WORK ITEM:
Below are some records; state how many of their lines contain the word "query", and add nothing.

MATERIAL SUPPLIED:
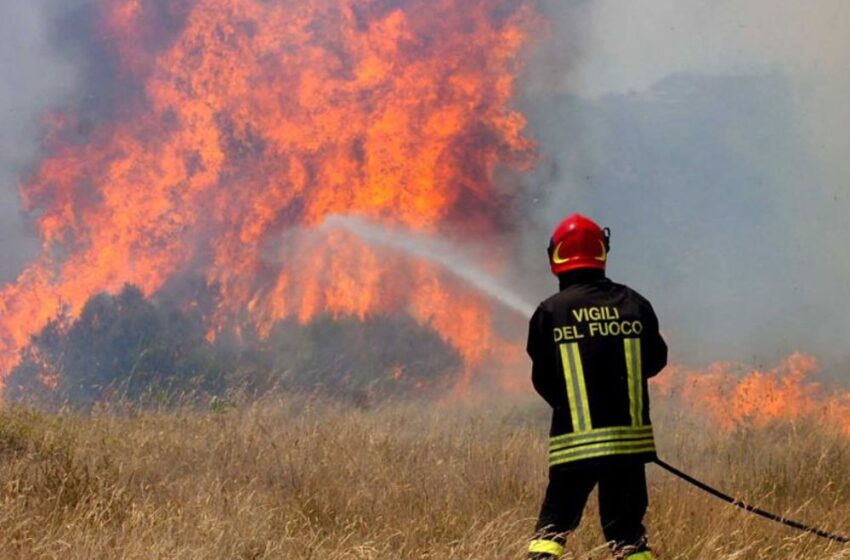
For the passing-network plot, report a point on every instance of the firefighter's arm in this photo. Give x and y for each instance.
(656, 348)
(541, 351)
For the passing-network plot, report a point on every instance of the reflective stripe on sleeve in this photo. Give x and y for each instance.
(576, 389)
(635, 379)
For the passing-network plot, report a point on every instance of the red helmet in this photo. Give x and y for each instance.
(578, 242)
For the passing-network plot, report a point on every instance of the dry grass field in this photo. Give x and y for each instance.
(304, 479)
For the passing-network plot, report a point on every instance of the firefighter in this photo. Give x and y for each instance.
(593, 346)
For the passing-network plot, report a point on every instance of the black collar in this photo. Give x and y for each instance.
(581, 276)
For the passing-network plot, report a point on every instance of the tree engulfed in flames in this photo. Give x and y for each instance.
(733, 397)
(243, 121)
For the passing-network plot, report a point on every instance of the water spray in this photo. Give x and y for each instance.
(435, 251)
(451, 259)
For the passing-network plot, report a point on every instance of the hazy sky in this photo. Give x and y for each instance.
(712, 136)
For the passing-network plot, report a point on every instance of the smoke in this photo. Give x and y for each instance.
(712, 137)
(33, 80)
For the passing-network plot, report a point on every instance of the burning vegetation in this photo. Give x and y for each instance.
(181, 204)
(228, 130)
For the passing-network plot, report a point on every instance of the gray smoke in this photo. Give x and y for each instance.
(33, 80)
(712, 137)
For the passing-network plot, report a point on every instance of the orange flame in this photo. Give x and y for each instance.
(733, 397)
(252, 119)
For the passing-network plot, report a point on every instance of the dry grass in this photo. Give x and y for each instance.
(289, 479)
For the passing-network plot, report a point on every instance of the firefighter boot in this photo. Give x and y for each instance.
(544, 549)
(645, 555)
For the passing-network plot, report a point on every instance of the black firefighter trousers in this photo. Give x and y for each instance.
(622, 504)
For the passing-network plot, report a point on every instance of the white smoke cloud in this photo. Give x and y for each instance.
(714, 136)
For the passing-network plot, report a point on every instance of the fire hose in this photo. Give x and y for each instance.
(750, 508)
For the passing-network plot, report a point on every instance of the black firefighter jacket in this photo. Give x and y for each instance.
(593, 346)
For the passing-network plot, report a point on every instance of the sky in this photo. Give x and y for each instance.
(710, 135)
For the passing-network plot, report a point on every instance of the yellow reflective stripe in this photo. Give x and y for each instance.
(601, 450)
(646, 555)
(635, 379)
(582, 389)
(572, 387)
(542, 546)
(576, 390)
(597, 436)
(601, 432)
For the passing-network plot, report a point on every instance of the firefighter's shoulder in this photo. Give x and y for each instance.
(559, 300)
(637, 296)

---

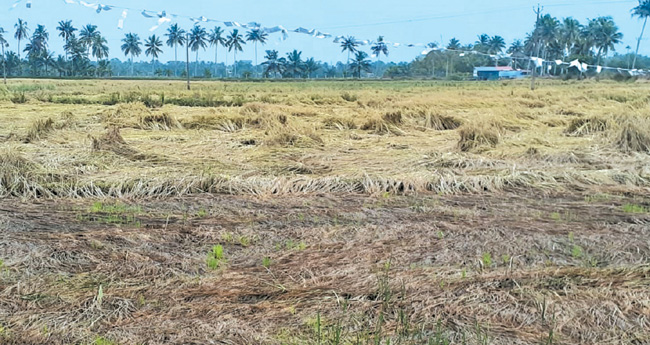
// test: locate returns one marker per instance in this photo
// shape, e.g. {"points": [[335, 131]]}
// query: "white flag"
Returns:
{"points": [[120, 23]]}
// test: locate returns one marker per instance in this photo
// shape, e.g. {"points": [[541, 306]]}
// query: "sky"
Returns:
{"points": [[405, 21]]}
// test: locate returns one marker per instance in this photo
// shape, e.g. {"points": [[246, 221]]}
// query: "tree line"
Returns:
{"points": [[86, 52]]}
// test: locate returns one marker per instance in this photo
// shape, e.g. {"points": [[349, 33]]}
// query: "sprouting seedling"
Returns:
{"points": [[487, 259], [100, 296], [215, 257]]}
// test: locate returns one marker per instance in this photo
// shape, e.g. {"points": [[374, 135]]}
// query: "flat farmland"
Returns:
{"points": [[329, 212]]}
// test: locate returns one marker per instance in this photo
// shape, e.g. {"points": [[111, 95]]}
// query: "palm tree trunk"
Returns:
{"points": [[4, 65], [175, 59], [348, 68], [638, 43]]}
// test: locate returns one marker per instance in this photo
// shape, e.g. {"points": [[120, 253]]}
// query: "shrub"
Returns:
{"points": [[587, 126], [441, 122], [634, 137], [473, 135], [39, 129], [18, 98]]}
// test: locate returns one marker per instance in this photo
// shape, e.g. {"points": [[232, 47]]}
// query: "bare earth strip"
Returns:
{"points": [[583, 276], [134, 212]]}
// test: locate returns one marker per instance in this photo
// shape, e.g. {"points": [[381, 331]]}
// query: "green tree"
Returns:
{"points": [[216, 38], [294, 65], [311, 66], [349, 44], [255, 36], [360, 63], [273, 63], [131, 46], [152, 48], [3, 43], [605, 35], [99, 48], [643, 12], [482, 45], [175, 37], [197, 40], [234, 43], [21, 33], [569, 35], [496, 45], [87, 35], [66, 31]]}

SOLUTION FOR THIS EXERCISE:
9